提示文
######

サンウルブズ〜5年前に「にわかラグビーファン」になった人の独白
ラグビーワールドカップRWC2019で「にわかラグビーファン」が話題になりました。
私は、その前のRWC2015「ブライトンの奇跡」で、にわかファンになりました。
にわかファンが、持続的なラグビーファンに進化するには、引き続きファンを惹きつける「何か」が必要です。
私の場合、それはサンウルブズでした。
私にとってのサンウルブズのプライスレス感は、一言では言い表せません。
以下、サンウルブズが私たちにもたらしてくれた物事を、目次にまとめてみました。
初めてラグビー生観戦の機会を与えてくれた
まずこれに尽きます。生まれて初めてのラグビー生観戦。にわかファンのために、その門戸を開いてくれたのが、まさにサンウルブズでした。
RWC2015で活躍していた日本代表選手もかなり出てたから「知らない選手ばかりだったらどうしよう?」という迷いもなかったし、都心の秩父宮ラグビー場で開催というのもアクセスがよかったし、よし行ってみよ!と決断するにはなかなかの好機でした。
初観戦のサンウルブズは負けてしまいましたが、その日、唯一のトライを、サム・ワイクス選手が決めた時の高揚感はたまらなかったですね。
「トライの瞬間って、こんなに盛り上がるんだ…!」
覚醒。以降、この瞬間が味わいたくて、何度かラグビー観戦に通うことになります。
初めて全力で応援できるホームチームができた
トップリーグや大学ラグビーもいくつか観に行きました。どれも楽しめるのですが、にわかファンには若干難しい壁があるのです。
それは、すぐに贔屓のチームができないこと。
地元にトップリーグのチームがあれば、すんなりとファンになれると思うのですが、残念ながら無く。
地元に強豪の大学はあり、ちょいちょい観戦に行きますが、OBや関係者ではない点で、ちょいと肩身の狭い思いがあり。
あと、トップリーグや大学ラグビーだと、チームごとに座席エリアが真っ二つに分かれるんですよね。いい意味でノーサイド。ホームやアウェイ関係なく、公平に半々で観戦できるのはいいんですが、初心者にはどっちの席がどっちのチームなのかよく分からず。(うっかり空いてるからとアウェイの席に座ったら、野次おじさん達に囲まれる位置となり、更に肩身の狭い思いを。)

######

提供資料

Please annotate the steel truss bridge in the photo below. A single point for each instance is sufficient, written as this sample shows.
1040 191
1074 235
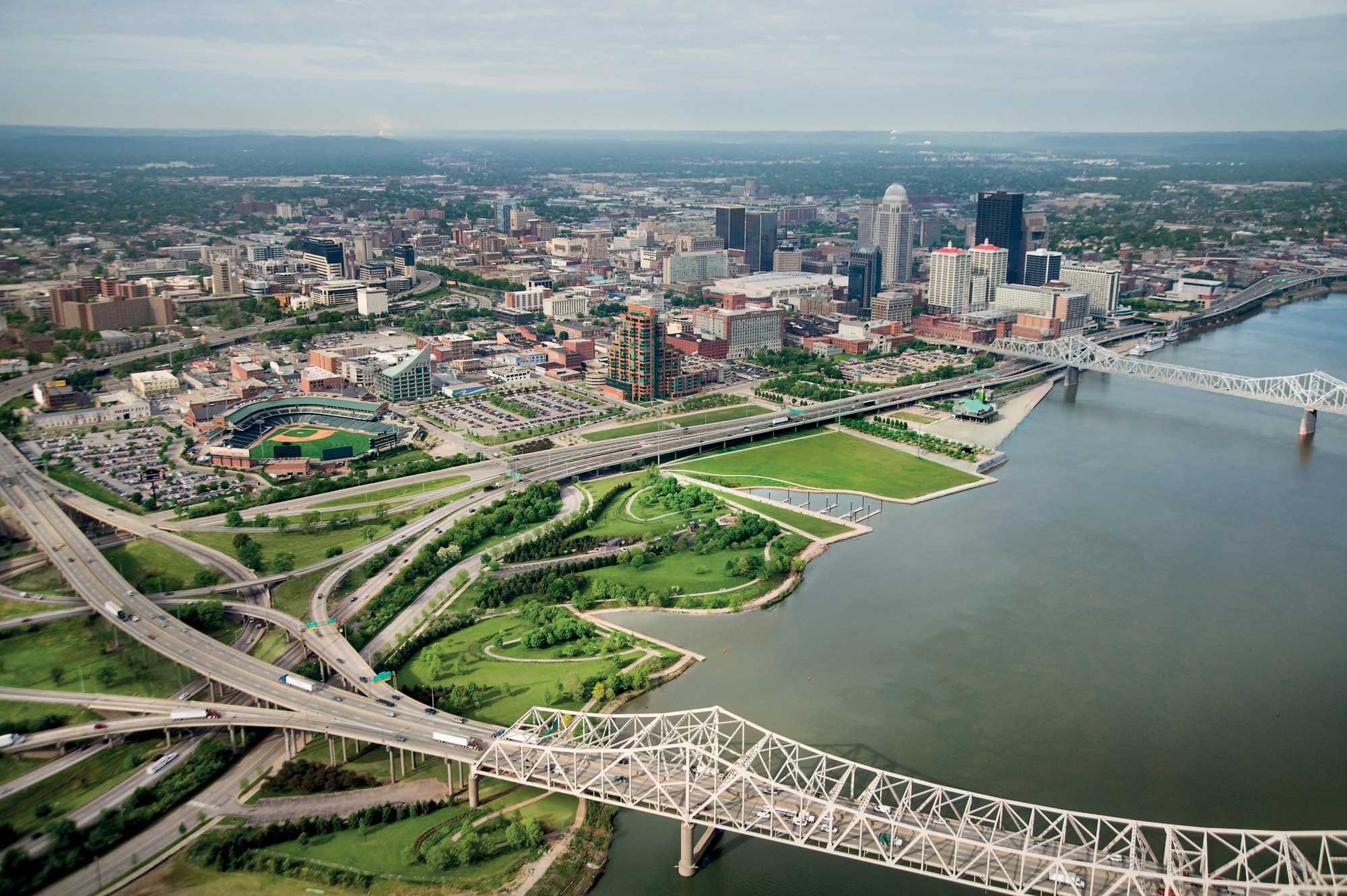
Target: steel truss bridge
1318 390
712 767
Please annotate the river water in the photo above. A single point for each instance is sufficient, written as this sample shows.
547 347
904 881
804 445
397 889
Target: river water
1146 617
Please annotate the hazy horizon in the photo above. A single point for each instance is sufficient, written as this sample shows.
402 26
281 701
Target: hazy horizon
420 69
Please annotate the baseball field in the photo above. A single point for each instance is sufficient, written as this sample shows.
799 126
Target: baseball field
310 440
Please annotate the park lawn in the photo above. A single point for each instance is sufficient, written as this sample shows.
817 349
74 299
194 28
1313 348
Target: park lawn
308 549
293 595
55 656
694 419
358 442
681 568
395 491
153 567
514 688
75 479
44 580
830 460
76 786
806 522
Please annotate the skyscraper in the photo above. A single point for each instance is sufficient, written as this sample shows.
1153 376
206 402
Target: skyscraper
729 225
894 225
1041 267
759 240
950 280
1001 223
865 221
864 275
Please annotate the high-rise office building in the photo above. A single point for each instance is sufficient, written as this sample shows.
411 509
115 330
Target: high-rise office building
325 256
950 280
864 275
865 221
1041 267
1001 223
759 240
729 225
894 223
642 365
1101 284
1034 232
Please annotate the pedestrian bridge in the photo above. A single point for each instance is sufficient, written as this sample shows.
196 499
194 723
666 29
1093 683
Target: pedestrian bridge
711 767
1318 389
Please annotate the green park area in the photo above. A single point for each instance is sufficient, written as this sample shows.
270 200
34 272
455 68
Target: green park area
154 568
80 654
69 789
828 460
302 438
304 548
394 491
696 419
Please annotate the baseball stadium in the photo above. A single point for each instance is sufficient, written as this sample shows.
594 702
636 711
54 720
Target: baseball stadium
306 429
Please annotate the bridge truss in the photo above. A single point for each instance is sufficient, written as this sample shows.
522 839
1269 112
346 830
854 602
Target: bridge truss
712 767
1315 389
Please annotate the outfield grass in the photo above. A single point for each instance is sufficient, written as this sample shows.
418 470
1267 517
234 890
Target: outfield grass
805 522
694 419
308 549
145 561
514 688
72 788
75 479
829 460
44 580
55 656
359 442
397 491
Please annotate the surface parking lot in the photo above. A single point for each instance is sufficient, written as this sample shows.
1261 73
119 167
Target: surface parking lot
125 462
484 419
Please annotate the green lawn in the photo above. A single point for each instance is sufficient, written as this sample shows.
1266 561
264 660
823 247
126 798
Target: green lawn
830 460
308 549
515 688
696 419
359 442
42 580
806 522
153 567
76 786
55 656
75 479
395 491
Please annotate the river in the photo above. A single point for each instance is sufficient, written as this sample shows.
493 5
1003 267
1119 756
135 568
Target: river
1143 618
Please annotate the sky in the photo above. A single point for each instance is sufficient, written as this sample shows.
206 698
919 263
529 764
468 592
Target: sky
434 66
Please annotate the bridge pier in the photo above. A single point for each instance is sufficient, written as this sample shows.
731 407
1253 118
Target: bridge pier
1309 421
686 868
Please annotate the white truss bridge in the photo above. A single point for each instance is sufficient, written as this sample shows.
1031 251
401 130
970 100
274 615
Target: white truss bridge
1315 389
711 767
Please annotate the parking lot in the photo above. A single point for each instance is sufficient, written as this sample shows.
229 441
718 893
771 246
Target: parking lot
523 411
129 462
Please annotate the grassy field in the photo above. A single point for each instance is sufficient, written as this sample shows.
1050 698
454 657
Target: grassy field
359 442
75 786
44 580
514 688
56 656
149 563
395 491
696 419
805 522
75 479
830 460
308 549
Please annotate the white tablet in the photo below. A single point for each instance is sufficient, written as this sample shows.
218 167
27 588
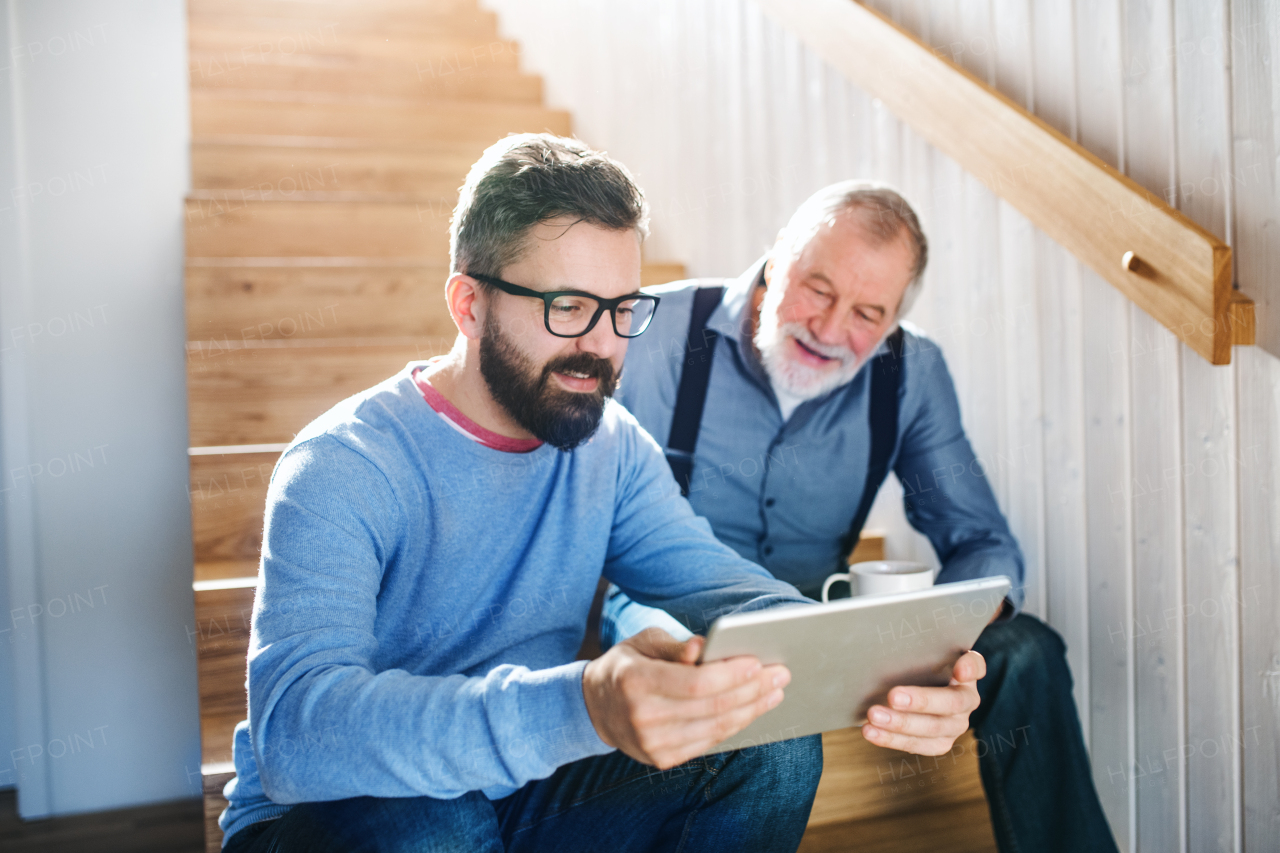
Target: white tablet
846 655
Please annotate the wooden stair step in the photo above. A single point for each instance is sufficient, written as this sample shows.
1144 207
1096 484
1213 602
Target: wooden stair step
237 44
215 778
275 173
417 231
256 395
443 77
310 115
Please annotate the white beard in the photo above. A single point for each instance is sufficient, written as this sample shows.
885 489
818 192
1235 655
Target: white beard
785 372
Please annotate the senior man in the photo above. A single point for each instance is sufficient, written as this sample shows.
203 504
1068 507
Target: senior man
785 397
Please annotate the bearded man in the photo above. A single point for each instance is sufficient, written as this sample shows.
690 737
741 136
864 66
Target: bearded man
432 551
786 396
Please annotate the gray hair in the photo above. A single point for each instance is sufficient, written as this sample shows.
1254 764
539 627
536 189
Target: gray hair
882 213
530 178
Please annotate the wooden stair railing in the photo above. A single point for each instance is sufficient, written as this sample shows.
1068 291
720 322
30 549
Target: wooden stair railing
329 140
1161 260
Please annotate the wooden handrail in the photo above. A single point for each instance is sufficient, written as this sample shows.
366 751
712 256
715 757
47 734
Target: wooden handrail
1165 263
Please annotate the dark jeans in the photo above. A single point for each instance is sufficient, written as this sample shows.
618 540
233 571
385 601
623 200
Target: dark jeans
1031 749
745 801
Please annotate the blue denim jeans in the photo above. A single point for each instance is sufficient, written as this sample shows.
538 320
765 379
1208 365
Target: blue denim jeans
1031 748
745 801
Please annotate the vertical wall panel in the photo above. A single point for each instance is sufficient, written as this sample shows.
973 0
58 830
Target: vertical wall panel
1256 101
1208 446
1153 491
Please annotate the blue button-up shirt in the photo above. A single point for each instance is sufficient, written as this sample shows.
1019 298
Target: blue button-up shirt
784 493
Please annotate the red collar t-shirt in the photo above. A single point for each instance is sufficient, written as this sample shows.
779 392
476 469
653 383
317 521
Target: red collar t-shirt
475 432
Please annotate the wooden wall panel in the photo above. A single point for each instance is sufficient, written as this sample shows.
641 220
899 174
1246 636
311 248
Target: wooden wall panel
265 395
228 497
1256 86
245 304
408 232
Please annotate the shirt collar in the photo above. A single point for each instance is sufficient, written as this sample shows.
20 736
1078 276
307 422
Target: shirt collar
732 319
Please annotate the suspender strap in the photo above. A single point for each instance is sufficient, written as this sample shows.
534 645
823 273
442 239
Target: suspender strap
886 381
694 375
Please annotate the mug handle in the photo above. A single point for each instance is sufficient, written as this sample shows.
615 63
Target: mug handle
832 579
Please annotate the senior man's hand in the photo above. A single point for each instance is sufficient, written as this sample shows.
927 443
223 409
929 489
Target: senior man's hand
647 698
927 721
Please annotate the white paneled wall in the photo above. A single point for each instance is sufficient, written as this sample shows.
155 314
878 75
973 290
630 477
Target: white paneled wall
1142 483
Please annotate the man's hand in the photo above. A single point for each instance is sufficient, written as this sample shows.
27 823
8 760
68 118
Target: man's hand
647 698
927 721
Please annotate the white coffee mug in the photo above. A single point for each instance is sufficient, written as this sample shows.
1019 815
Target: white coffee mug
880 576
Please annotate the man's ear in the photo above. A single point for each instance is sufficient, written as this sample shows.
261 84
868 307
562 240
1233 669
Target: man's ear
466 305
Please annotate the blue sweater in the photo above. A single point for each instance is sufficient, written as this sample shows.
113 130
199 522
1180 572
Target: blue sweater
421 600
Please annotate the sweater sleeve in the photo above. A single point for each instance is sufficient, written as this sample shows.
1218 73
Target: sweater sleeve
325 724
663 555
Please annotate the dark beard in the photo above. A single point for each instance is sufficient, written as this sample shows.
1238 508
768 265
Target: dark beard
563 419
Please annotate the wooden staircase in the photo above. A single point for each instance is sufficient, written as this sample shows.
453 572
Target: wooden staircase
328 144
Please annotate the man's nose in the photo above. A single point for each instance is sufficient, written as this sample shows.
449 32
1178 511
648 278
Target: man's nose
830 328
600 341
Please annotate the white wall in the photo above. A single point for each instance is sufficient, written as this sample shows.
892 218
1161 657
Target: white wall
1142 482
99 698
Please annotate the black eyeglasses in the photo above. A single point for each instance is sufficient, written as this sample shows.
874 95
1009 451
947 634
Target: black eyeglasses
571 314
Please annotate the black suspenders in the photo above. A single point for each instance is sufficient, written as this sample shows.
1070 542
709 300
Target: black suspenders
882 414
695 375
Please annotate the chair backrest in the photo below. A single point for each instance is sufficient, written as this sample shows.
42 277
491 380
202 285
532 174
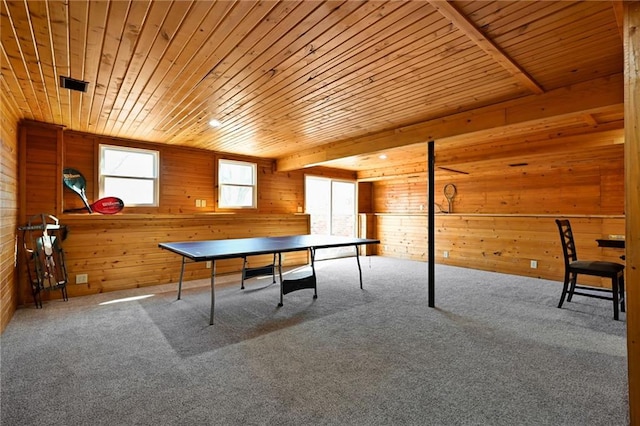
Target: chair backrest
568 245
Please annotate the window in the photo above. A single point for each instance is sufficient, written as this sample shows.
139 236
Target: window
130 174
236 184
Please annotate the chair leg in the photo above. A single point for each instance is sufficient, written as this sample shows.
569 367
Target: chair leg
615 289
564 289
572 286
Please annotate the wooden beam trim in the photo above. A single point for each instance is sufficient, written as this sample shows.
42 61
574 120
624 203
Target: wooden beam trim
632 200
574 101
450 12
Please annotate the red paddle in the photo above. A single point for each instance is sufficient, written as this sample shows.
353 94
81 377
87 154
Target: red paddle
106 205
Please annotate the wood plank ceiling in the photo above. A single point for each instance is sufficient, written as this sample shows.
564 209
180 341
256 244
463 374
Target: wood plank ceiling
322 82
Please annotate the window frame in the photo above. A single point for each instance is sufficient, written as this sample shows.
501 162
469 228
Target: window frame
155 179
253 186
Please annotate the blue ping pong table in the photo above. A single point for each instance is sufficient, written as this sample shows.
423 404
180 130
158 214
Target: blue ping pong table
212 250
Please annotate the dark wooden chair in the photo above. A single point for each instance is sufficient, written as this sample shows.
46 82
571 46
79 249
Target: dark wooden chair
573 267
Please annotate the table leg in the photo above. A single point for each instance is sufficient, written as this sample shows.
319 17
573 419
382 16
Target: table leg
359 269
213 292
181 275
313 272
280 273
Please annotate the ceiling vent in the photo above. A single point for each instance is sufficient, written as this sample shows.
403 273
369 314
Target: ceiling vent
73 84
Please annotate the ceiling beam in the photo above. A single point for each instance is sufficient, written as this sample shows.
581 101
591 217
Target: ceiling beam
450 12
518 116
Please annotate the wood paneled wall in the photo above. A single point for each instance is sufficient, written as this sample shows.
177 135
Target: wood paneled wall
8 209
503 219
121 251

######

提示文で筆者がトップリーグや大学ラグビーの観戦について、にわかファンにとって難しい点として挙げていることをすべて書き出してください。

・すぐに贔屓のチームができない。
・地元にトップリーグのチームが無い。
・地元の強豪大学の試合では、OBや関係者ではないため肩身の狭い思いがある。
・チームごとに座席エリアが二つに分かれていて、初心者にはどちらの席がどちらのチームなのかよく分からない。空いているからとアウェイの席に座り、野次おじさん達に囲まれる位置になったこともある。